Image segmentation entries
· · ·

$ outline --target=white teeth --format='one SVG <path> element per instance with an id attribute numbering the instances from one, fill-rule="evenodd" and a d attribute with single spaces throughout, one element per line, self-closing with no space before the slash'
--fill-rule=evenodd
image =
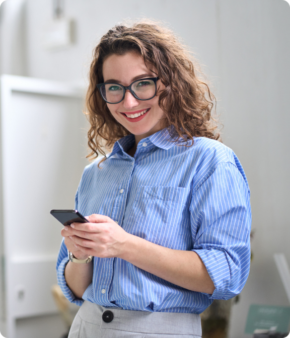
<path id="1" fill-rule="evenodd" d="M 142 115 L 143 114 L 145 114 L 145 113 L 147 113 L 149 109 L 145 109 L 145 110 L 143 110 L 142 112 L 141 112 L 140 113 L 136 113 L 136 114 L 131 114 L 129 115 L 127 115 L 126 114 L 125 114 L 126 116 L 127 117 L 129 117 L 130 119 L 135 119 L 136 117 L 138 117 L 138 116 L 140 116 L 141 115 Z"/>

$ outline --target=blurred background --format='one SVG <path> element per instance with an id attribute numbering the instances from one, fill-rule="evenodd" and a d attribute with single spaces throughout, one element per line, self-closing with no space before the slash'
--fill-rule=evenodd
<path id="1" fill-rule="evenodd" d="M 89 163 L 82 110 L 92 49 L 116 23 L 144 17 L 163 22 L 194 52 L 218 100 L 223 142 L 249 181 L 253 259 L 239 298 L 222 310 L 229 313 L 228 336 L 252 336 L 249 311 L 253 318 L 263 306 L 264 312 L 281 311 L 285 319 L 271 324 L 262 318 L 264 326 L 256 329 L 278 325 L 289 331 L 288 3 L 6 0 L 0 7 L 0 74 L 8 74 L 2 76 L 0 96 L 4 336 L 58 338 L 66 331 L 51 292 L 60 226 L 49 211 L 74 208 Z M 280 274 L 276 253 L 283 254 Z M 70 308 L 72 315 L 76 310 Z"/>

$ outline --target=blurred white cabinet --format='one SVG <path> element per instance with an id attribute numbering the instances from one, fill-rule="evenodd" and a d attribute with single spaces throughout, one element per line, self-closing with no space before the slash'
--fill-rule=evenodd
<path id="1" fill-rule="evenodd" d="M 4 75 L 1 170 L 7 335 L 17 318 L 56 311 L 51 286 L 61 224 L 51 209 L 73 209 L 89 163 L 84 89 Z"/>

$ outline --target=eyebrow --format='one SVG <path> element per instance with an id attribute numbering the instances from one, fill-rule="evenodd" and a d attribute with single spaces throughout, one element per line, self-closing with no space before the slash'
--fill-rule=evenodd
<path id="1" fill-rule="evenodd" d="M 152 76 L 150 74 L 142 74 L 141 75 L 137 75 L 136 76 L 133 77 L 133 78 L 132 79 L 132 82 L 134 82 L 134 81 L 138 80 L 139 78 L 145 78 L 146 77 L 155 77 L 155 76 Z M 107 83 L 110 82 L 113 82 L 114 83 L 119 83 L 120 81 L 119 81 L 119 80 L 116 80 L 115 78 L 110 78 L 110 79 L 105 81 L 104 83 Z"/>

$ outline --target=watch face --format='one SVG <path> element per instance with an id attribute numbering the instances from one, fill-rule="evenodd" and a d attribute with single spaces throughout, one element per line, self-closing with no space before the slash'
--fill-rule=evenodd
<path id="1" fill-rule="evenodd" d="M 68 258 L 69 259 L 69 260 L 71 261 L 71 262 L 72 262 L 72 260 L 75 258 L 72 254 L 71 254 L 71 252 L 69 251 L 68 252 Z"/>

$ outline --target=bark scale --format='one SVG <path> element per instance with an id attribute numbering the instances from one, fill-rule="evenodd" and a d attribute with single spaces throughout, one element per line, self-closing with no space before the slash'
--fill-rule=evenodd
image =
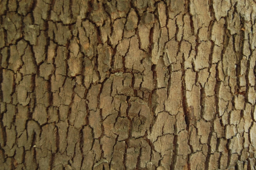
<path id="1" fill-rule="evenodd" d="M 255 170 L 252 0 L 2 0 L 0 169 Z"/>

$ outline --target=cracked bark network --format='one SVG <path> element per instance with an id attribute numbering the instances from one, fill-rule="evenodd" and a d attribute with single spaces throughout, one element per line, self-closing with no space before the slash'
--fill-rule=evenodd
<path id="1" fill-rule="evenodd" d="M 0 169 L 256 169 L 253 0 L 2 0 L 0 16 Z"/>

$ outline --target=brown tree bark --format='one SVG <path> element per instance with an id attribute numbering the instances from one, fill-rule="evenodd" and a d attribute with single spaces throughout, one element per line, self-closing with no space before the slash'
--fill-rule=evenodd
<path id="1" fill-rule="evenodd" d="M 0 169 L 255 170 L 252 0 L 2 0 Z"/>

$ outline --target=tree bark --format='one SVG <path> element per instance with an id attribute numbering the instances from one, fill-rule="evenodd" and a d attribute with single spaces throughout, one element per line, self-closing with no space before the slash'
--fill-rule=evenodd
<path id="1" fill-rule="evenodd" d="M 252 0 L 2 0 L 0 169 L 256 169 Z"/>

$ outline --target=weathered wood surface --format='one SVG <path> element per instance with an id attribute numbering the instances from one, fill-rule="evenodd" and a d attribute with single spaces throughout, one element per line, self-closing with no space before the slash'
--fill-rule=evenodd
<path id="1" fill-rule="evenodd" d="M 255 170 L 252 0 L 2 0 L 0 169 Z"/>

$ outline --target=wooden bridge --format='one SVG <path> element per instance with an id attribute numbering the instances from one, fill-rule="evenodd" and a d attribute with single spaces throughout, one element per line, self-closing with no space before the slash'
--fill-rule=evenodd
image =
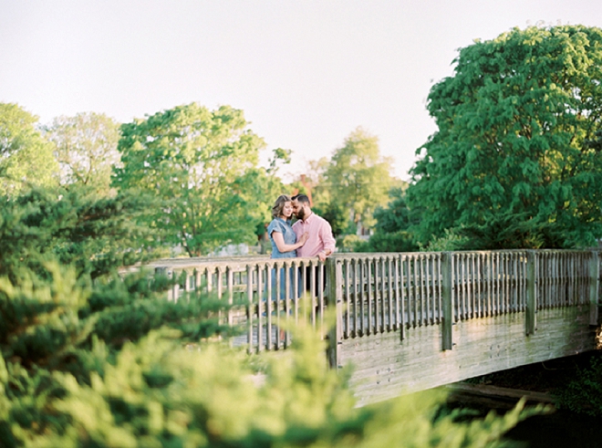
<path id="1" fill-rule="evenodd" d="M 363 405 L 478 375 L 596 349 L 597 251 L 335 254 L 272 260 L 180 258 L 151 264 L 178 278 L 170 291 L 216 293 L 249 352 L 285 349 L 279 326 L 314 297 L 333 368 L 354 367 Z M 278 274 L 278 275 L 277 275 Z M 271 297 L 271 299 L 268 299 Z"/>

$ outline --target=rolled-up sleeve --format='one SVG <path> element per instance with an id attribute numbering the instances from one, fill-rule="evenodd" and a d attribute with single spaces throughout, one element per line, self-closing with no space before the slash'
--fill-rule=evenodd
<path id="1" fill-rule="evenodd" d="M 320 239 L 324 245 L 324 250 L 327 250 L 330 254 L 334 254 L 337 242 L 332 234 L 332 227 L 327 220 L 323 220 L 322 225 L 320 225 Z"/>

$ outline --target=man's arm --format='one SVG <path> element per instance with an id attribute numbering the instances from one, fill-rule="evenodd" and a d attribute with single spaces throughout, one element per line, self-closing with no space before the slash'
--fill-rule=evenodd
<path id="1" fill-rule="evenodd" d="M 317 257 L 320 261 L 324 261 L 327 256 L 335 252 L 335 246 L 337 244 L 335 237 L 332 234 L 332 227 L 327 220 L 324 220 L 320 226 L 319 235 L 322 244 L 324 245 L 324 249 L 322 249 L 322 252 L 317 255 Z"/>

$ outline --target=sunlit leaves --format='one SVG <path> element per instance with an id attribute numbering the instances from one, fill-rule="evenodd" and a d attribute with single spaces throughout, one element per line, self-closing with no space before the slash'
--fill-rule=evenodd
<path id="1" fill-rule="evenodd" d="M 420 241 L 499 213 L 555 224 L 565 237 L 545 245 L 601 236 L 601 79 L 597 28 L 532 26 L 462 48 L 431 91 L 439 130 L 412 170 Z"/>
<path id="2" fill-rule="evenodd" d="M 242 110 L 196 103 L 126 123 L 113 186 L 157 197 L 148 224 L 191 256 L 253 243 L 271 175 L 257 167 L 265 142 L 247 125 Z"/>

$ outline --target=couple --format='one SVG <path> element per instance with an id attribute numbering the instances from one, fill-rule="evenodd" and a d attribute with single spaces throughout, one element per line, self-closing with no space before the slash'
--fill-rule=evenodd
<path id="1" fill-rule="evenodd" d="M 297 221 L 291 227 L 293 214 Z M 311 211 L 306 195 L 279 196 L 272 207 L 272 216 L 267 226 L 272 258 L 317 256 L 323 262 L 335 251 L 330 224 Z"/>

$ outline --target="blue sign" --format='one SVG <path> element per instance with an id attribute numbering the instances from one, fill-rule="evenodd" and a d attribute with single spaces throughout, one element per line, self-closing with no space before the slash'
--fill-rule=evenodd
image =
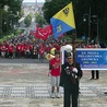
<path id="1" fill-rule="evenodd" d="M 82 70 L 107 70 L 107 49 L 76 49 L 76 62 Z"/>

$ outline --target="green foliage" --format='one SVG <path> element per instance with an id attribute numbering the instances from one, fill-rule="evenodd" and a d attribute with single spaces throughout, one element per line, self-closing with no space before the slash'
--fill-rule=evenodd
<path id="1" fill-rule="evenodd" d="M 28 14 L 25 19 L 24 19 L 24 23 L 26 24 L 26 27 L 28 27 L 31 25 L 32 22 L 32 15 Z"/>
<path id="2" fill-rule="evenodd" d="M 88 36 L 88 16 L 87 21 L 83 22 L 83 15 L 85 13 L 90 14 L 91 8 L 91 16 L 98 16 L 98 36 L 99 38 L 107 39 L 106 27 L 107 27 L 107 0 L 71 0 L 73 3 L 73 11 L 75 17 L 75 26 L 76 26 L 76 37 L 82 37 L 83 34 Z M 44 17 L 48 23 L 50 23 L 50 19 L 60 11 L 64 5 L 67 5 L 70 0 L 46 0 L 43 7 Z M 91 37 L 96 38 L 97 36 L 97 27 L 93 23 L 91 23 Z M 102 36 L 103 35 L 103 36 Z"/>
<path id="3" fill-rule="evenodd" d="M 0 36 L 13 31 L 21 17 L 22 0 L 0 0 Z M 7 9 L 7 10 L 5 10 Z"/>
<path id="4" fill-rule="evenodd" d="M 46 24 L 45 19 L 41 15 L 39 15 L 38 13 L 35 14 L 35 17 L 36 17 L 36 23 L 38 23 L 39 26 L 43 26 L 44 24 Z"/>

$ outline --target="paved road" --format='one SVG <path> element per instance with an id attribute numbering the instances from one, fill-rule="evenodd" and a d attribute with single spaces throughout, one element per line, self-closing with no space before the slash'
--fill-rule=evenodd
<path id="1" fill-rule="evenodd" d="M 0 58 L 0 63 L 48 63 L 48 60 L 44 60 L 43 62 L 38 59 L 9 59 L 9 58 Z"/>
<path id="2" fill-rule="evenodd" d="M 90 80 L 90 71 L 83 73 L 80 107 L 107 107 L 107 71 L 100 71 L 99 80 Z M 50 98 L 47 74 L 48 61 L 0 59 L 0 107 L 63 107 L 62 97 Z M 63 96 L 62 88 L 60 93 Z"/>

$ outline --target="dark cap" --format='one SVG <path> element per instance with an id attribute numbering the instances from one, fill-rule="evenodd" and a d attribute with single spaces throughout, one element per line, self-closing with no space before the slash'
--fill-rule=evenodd
<path id="1" fill-rule="evenodd" d="M 60 55 L 60 52 L 58 50 L 55 51 L 55 55 Z"/>
<path id="2" fill-rule="evenodd" d="M 66 52 L 66 58 L 71 57 L 72 54 L 71 52 Z"/>

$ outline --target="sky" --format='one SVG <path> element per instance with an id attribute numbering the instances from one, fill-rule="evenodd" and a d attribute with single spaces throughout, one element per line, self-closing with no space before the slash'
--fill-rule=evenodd
<path id="1" fill-rule="evenodd" d="M 23 2 L 36 2 L 36 0 L 23 0 Z M 37 2 L 45 2 L 45 0 L 37 0 Z"/>

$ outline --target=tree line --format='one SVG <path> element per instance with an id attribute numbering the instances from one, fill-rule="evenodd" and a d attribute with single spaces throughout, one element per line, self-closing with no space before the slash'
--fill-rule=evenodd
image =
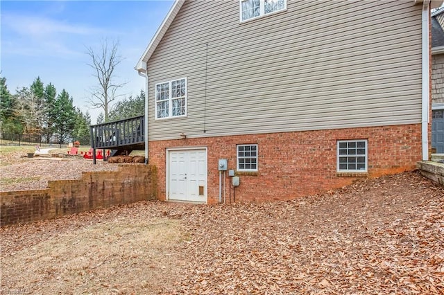
<path id="1" fill-rule="evenodd" d="M 0 78 L 0 133 L 6 140 L 21 141 L 27 134 L 33 141 L 66 143 L 78 141 L 90 144 L 91 118 L 73 105 L 65 89 L 44 85 L 40 77 L 28 87 L 10 92 L 6 78 Z"/>
<path id="2" fill-rule="evenodd" d="M 97 124 L 144 114 L 145 93 L 132 95 L 110 106 L 107 118 L 102 112 Z M 58 94 L 56 87 L 44 85 L 37 77 L 28 87 L 10 92 L 6 78 L 0 78 L 0 137 L 21 141 L 24 134 L 30 141 L 63 144 L 79 141 L 91 144 L 91 117 L 73 105 L 73 98 L 65 89 Z"/>

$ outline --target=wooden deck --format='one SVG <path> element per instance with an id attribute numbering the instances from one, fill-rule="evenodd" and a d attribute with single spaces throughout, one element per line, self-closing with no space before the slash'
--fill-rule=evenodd
<path id="1" fill-rule="evenodd" d="M 133 150 L 144 150 L 144 116 L 139 116 L 91 125 L 92 148 L 94 152 L 93 154 L 96 154 L 96 150 L 112 150 L 111 157 L 129 154 Z M 95 157 L 93 160 L 95 163 Z"/>

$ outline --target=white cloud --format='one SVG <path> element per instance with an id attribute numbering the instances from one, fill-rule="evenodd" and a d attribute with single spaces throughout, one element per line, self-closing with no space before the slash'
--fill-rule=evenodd
<path id="1" fill-rule="evenodd" d="M 103 33 L 97 28 L 43 17 L 6 15 L 3 15 L 2 19 L 3 30 L 8 28 L 23 37 L 33 39 L 60 34 L 92 35 Z"/>

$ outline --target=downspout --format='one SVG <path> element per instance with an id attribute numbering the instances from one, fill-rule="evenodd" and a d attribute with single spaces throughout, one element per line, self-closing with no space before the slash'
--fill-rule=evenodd
<path id="1" fill-rule="evenodd" d="M 146 62 L 145 63 L 142 63 L 142 66 L 144 68 L 144 73 L 142 72 L 141 71 L 137 71 L 137 73 L 139 73 L 139 75 L 140 75 L 141 77 L 144 77 L 145 78 L 145 118 L 144 118 L 144 141 L 145 141 L 145 165 L 147 165 L 148 163 L 148 87 L 149 87 L 149 78 L 148 77 L 148 71 L 147 71 L 147 66 L 146 66 Z"/>
<path id="2" fill-rule="evenodd" d="M 429 41 L 429 1 L 422 2 L 422 114 L 421 139 L 422 161 L 429 160 L 429 117 L 430 108 L 430 41 Z"/>

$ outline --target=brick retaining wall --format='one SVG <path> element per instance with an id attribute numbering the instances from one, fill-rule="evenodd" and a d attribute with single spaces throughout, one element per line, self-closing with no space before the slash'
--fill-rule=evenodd
<path id="1" fill-rule="evenodd" d="M 45 189 L 0 193 L 0 225 L 154 199 L 156 191 L 155 166 L 126 164 L 117 171 L 86 172 L 81 179 L 50 181 Z"/>

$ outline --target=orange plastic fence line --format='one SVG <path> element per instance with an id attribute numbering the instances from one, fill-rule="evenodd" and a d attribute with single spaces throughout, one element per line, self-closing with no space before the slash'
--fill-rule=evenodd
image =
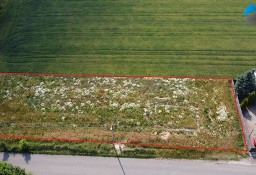
<path id="1" fill-rule="evenodd" d="M 31 139 L 40 141 L 61 141 L 61 142 L 73 142 L 73 143 L 101 143 L 101 144 L 124 144 L 133 145 L 140 147 L 162 147 L 170 149 L 195 149 L 195 150 L 207 150 L 207 151 L 232 151 L 232 152 L 247 152 L 247 150 L 233 149 L 233 148 L 209 148 L 199 146 L 172 146 L 167 144 L 148 144 L 148 143 L 133 143 L 133 142 L 106 142 L 99 140 L 73 140 L 66 138 L 40 138 L 33 136 L 11 136 L 11 135 L 0 135 L 2 139 Z"/>
<path id="2" fill-rule="evenodd" d="M 123 77 L 123 78 L 189 78 L 198 80 L 232 80 L 232 78 L 193 77 L 193 76 L 148 76 L 148 75 L 115 75 L 115 74 L 56 74 L 30 72 L 0 72 L 0 75 L 55 76 L 55 77 Z"/>

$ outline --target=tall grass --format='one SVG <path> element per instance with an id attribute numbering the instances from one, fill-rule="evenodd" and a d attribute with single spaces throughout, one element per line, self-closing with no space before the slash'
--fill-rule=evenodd
<path id="1" fill-rule="evenodd" d="M 0 71 L 236 77 L 256 64 L 249 2 L 12 1 Z"/>

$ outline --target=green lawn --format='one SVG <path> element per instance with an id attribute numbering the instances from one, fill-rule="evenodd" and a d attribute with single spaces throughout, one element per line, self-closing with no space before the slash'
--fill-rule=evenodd
<path id="1" fill-rule="evenodd" d="M 249 0 L 9 0 L 0 71 L 236 77 L 256 65 Z"/>

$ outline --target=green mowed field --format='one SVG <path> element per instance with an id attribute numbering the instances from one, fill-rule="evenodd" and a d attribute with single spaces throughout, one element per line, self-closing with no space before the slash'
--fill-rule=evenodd
<path id="1" fill-rule="evenodd" d="M 256 65 L 249 2 L 9 0 L 0 71 L 236 77 Z"/>

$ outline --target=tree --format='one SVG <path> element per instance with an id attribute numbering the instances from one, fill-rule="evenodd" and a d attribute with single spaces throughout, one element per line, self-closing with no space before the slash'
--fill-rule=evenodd
<path id="1" fill-rule="evenodd" d="M 247 96 L 256 91 L 256 77 L 254 71 L 249 71 L 239 76 L 235 84 L 235 90 L 238 96 Z"/>

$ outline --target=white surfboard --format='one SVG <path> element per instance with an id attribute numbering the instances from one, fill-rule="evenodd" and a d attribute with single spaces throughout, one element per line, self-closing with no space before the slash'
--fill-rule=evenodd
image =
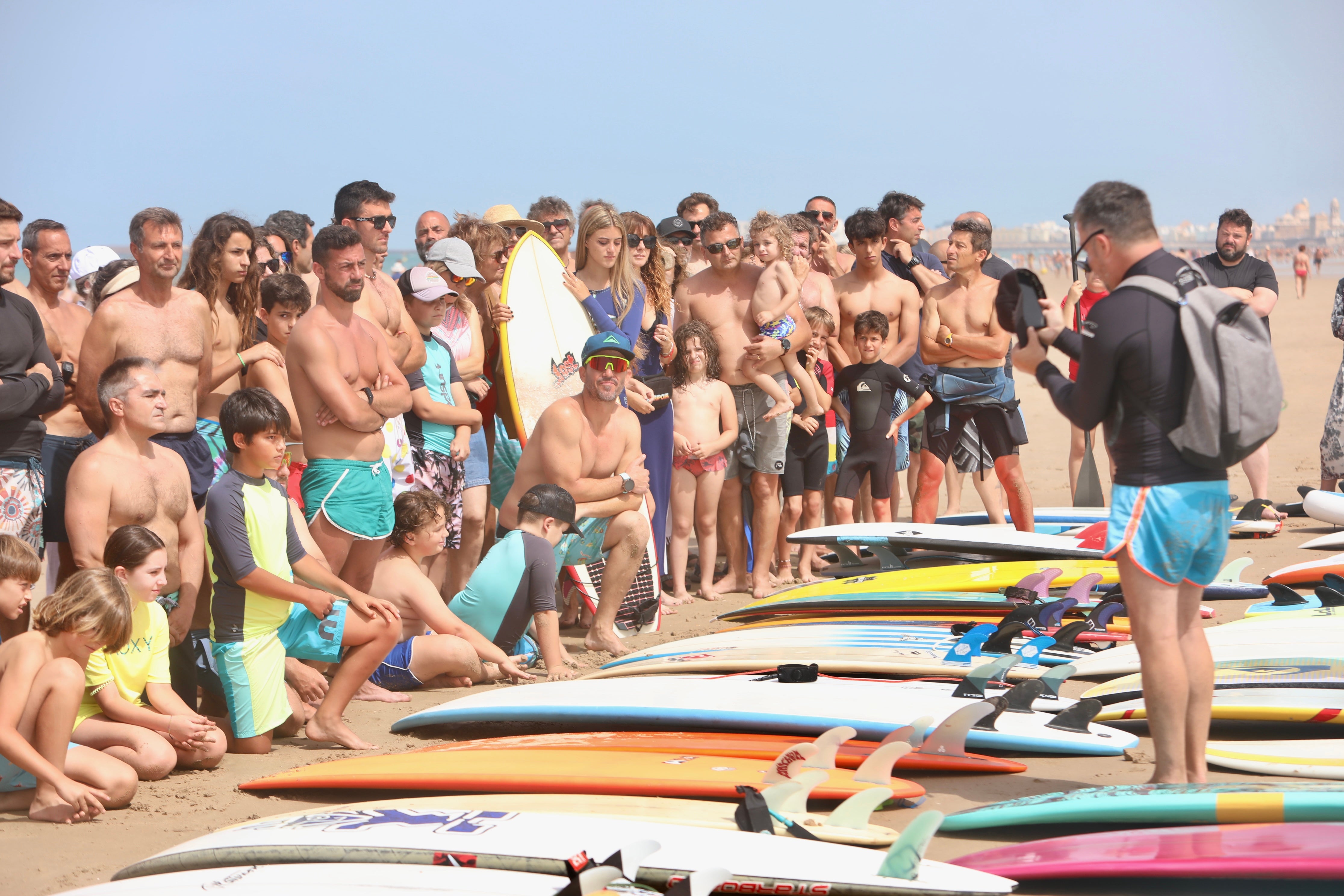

· · ·

WHAT TO WORK ON
Transcribe the data without alteration, starting at the line containing "outline --target=white cloud" and ending at the line containing "103 33 L 97", with both of those lines included.

ANSWER TO THIS EXERCISE
$ outline --target=white cloud --format='one SVG <path> element per instance with an id attribute numbering the instances from one, fill-rule="evenodd" and a d attribute with single spaces throughout, one element per line, self-closing with no space before the slash'
--fill-rule=evenodd
<path id="1" fill-rule="evenodd" d="M 103 33 L 97 28 L 43 17 L 6 15 L 3 15 L 2 19 L 3 30 L 8 28 L 23 37 L 33 39 L 60 34 L 92 35 Z"/>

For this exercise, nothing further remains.